> [WHAT TO WORK ON]
Identify each line in the records below that contains the string "occurrences" and copy it in full. Matching is case-sensitive.

> [RECORDED DATA]
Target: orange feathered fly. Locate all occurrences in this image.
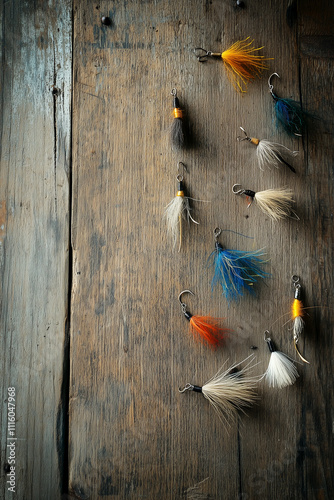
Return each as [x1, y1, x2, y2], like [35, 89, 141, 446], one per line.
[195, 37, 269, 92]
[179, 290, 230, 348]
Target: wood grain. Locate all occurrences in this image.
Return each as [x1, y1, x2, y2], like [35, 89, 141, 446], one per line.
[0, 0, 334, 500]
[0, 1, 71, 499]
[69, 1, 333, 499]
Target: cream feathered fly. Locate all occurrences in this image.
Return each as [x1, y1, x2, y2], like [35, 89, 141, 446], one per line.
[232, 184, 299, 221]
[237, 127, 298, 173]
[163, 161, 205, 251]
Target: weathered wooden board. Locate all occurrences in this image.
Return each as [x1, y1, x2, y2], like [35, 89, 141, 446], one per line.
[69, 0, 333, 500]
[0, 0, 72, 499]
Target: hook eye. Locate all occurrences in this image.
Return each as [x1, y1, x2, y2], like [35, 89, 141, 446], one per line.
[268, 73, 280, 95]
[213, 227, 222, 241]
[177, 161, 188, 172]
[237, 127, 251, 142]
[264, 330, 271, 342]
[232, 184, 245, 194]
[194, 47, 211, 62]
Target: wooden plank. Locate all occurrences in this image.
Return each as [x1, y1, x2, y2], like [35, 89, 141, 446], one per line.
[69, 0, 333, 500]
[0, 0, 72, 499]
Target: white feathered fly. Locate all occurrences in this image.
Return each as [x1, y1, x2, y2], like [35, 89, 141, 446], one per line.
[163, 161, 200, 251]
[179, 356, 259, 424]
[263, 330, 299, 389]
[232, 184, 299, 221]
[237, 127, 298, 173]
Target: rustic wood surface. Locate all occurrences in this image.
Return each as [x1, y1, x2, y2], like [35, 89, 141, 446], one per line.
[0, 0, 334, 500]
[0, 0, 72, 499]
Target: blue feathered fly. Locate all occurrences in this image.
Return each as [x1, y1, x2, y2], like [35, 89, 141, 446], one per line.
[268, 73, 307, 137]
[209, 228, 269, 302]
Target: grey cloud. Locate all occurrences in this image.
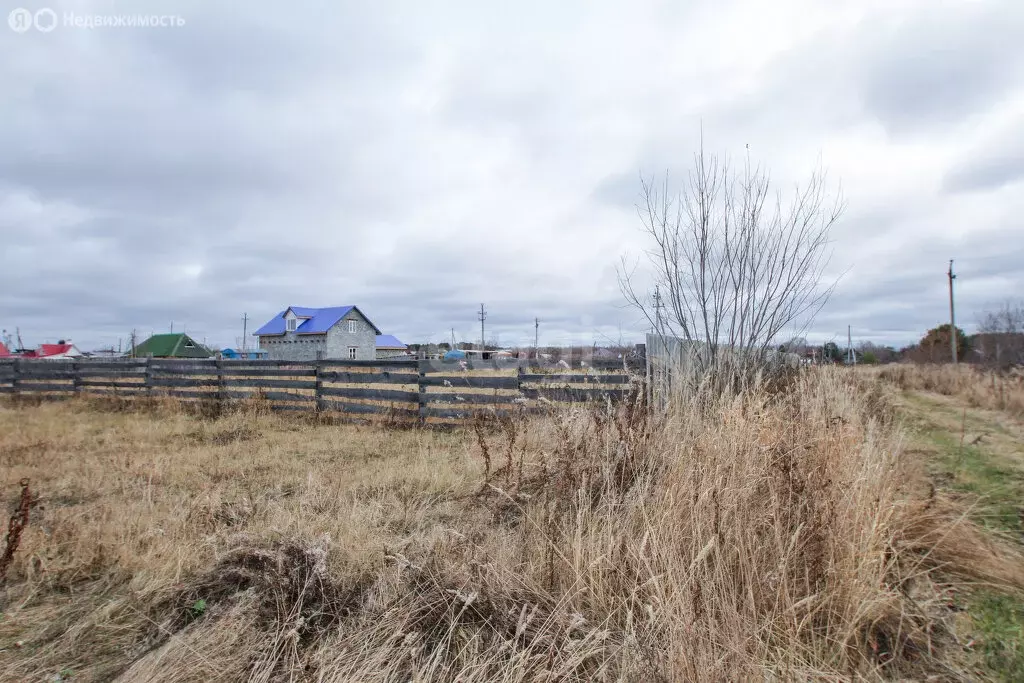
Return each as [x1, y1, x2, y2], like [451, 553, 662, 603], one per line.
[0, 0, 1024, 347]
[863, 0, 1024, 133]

> [EXERCISE ANSWER]
Target: orange feathered fly. Locate all occurrences in this image.
Target: wood grain. Locate all occurrences in this image.
Target: cream feathered fly. Locate all occurrences in this image.
Target: weathered wooden board. Locate all occurrences in this image.
Target: hook eye. Locate all occurrences in this image.
Target: wooden plank. Locate all occurrences in this image.
Target: white feathered fly. Locate all occurrences in this image.
Target: rustic wood surface. Locate all occurrences in this image.
Target: blue feathered fly. Locate all occurrences in this image.
Target: grey cloud. Locate all occurrences in this image.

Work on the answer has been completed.